After login, an employee has to update his daily product sales. For the purpose I have made 02 tables named registration and dailysales. Table registration verifies the userID and password for login of user and has link to enter daily sales in 'dailysales' table. How can I insert the userID of logged-in user from table 'registration' to table 'dailysales' automatically. Note: In Table 'dailysales' employee also has to put daily sales of products from html form. In below coding how can i add userID and user Name of logged-in user automatically alongwith entry of products.
coding for dailysales is as under:-
<?php
require('config.php');
//Start the Session
session_start();
if((isset($_POST['diaper']) && !empty($_POST['diaper']))
&& (isset($_POST['babylotion']) && !empty($_POST['babylotion']))
&& (isset($_POST['nfacewash']) && !empty($_POST['nfacewash']))
&& (isset($_POST['facewash']) && !empty($_POST['facewash']))

▸ Entries supplied
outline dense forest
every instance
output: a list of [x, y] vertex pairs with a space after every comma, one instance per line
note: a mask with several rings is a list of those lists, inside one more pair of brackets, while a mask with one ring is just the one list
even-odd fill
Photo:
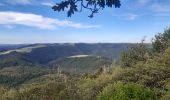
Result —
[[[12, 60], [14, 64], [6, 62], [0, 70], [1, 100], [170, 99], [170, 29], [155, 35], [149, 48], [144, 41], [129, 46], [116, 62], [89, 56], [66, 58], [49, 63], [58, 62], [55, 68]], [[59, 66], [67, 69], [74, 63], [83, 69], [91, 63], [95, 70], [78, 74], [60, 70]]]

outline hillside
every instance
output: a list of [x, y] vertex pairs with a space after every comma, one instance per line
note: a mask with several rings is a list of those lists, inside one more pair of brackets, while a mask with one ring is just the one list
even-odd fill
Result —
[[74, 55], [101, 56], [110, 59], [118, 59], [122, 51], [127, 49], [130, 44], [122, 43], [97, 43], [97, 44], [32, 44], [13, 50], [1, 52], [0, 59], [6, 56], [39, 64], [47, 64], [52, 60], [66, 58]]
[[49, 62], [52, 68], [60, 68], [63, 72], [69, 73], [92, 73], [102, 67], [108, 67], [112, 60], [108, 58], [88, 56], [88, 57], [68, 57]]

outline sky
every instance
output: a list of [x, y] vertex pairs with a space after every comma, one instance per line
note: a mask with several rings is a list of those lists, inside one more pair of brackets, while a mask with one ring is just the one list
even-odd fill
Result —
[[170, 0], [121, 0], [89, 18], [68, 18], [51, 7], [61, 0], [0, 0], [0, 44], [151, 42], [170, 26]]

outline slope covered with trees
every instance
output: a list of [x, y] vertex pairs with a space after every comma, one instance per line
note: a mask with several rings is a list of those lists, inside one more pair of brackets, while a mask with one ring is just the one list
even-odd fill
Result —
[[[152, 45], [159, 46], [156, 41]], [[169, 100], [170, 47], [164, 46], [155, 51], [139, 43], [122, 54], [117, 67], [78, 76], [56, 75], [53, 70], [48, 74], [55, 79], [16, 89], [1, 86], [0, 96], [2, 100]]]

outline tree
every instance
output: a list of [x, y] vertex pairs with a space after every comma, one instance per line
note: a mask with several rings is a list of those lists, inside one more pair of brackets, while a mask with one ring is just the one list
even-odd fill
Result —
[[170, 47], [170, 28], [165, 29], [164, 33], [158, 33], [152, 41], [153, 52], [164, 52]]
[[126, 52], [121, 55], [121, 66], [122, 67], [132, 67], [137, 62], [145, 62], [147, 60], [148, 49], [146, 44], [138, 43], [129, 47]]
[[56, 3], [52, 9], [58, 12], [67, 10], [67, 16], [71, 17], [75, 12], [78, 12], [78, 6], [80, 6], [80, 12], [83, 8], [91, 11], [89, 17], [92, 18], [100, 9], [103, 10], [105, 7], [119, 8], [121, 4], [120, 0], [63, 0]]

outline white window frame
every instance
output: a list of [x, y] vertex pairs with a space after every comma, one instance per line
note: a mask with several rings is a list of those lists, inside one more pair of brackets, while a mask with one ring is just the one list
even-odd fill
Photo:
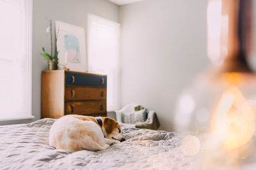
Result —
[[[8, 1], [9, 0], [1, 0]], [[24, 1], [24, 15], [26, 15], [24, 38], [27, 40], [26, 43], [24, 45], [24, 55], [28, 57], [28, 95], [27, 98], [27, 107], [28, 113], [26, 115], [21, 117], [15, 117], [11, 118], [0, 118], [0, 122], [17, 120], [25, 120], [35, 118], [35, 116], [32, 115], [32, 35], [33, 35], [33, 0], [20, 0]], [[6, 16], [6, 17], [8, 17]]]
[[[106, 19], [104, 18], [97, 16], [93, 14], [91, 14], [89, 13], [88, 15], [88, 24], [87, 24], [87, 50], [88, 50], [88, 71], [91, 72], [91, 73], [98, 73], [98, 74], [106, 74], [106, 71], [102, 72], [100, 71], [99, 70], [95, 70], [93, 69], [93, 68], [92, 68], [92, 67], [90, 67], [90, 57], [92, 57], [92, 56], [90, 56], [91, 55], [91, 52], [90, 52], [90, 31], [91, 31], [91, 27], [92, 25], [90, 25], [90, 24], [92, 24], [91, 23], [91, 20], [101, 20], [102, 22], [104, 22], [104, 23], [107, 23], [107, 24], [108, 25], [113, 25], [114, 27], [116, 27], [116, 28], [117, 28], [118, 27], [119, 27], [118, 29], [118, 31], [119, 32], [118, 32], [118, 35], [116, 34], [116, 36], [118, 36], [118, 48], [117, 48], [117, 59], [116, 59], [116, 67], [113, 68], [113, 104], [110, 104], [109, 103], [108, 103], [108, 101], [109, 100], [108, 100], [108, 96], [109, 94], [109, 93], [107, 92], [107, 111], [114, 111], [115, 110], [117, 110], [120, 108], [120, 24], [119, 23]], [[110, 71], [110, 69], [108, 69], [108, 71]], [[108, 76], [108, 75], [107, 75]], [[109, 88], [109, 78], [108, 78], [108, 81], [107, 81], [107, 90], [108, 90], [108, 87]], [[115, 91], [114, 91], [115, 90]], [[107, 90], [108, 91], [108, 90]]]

▸ What the task requires
In the PHP forum post about daily sales:
(a) What are the names of the two tables the poster made?
(b) What does the registration table verify?
(c) Which file does the dailysales code require?

▸ Solution for this task
(a) registration and dailysales
(b) The userID and password for a user's login
(c) config.php